- _Task item_
Please translate this sentence from the Alzheimer's abstract below into Spanish: "Patients with moderate to severe AD showed a decline on the ADL-sev and cognitive measures over 6 and 12 months, consistent with the progression of AD."

- _Supplied passage_
Detailed assessment of activities of daily living in moderate to severe Alzheimer's disease

Department of Neurology, V127, University of California, San Diego, 3350 La Jolla Village Drive, San Diego, CA 92161, USA.
Journal of the International Neuropsychological Society (Impact Factor: 3.01). 08/2005; 11(4):446-53. DOI: 10.1017/S1355617705050502
Source: PubMed

ABSTRACT Patients with Alzheimer's Disease (AD) who have reached a stage of moderate to severe dementia are capable of completing a restricted range of cognitive tests and performing a limited range of activities of daily living (ADL). As part of an initiative to develop instruments to evaluate AD, we analyzed data describing the performance of a large number of ADL and scores on cognitive and global assessment measures in a cohort of patients with AD with moderate to severe cognitive impairment, defined as a Mini-Mental State Examination score ranging from 0-15 (out of 30). From the large pool of ADL, 19 met criteria of applicability, reliability, good scaling, concordant validity, and sensitivity to detect change in performance over 6-12 months. A total score derived from these 19 ADL ratings, comprising a scale termed the Alzheimer Disease Cooperative Study ADL-sev, correlated strongly with measures of cognition and of global dementia severity. Patients with moderate to severe AD showed a decline on the ADL-sev and cognitive measures over 6 and 12 months, consistent with the progression of AD. Detailed evaluation of ADL may provide a useful index to evaluate patients with moderate to severe AD and may complement cognitive assessment, especially for characterizing change in interventional or therapeutic studies.

- _Data below_

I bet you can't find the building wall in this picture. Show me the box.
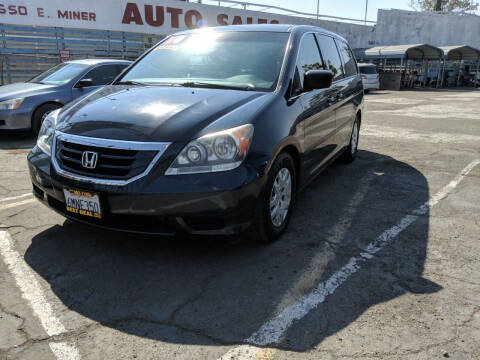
[375,10,480,49]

- _Your response_
Los pacientes con EA de moderada a grave mostraron un deterioro en la ADL-sev y en las medidas cognitivas a lo largo de 6 y 12 meses, lo que concuerda con la progresión de la EA.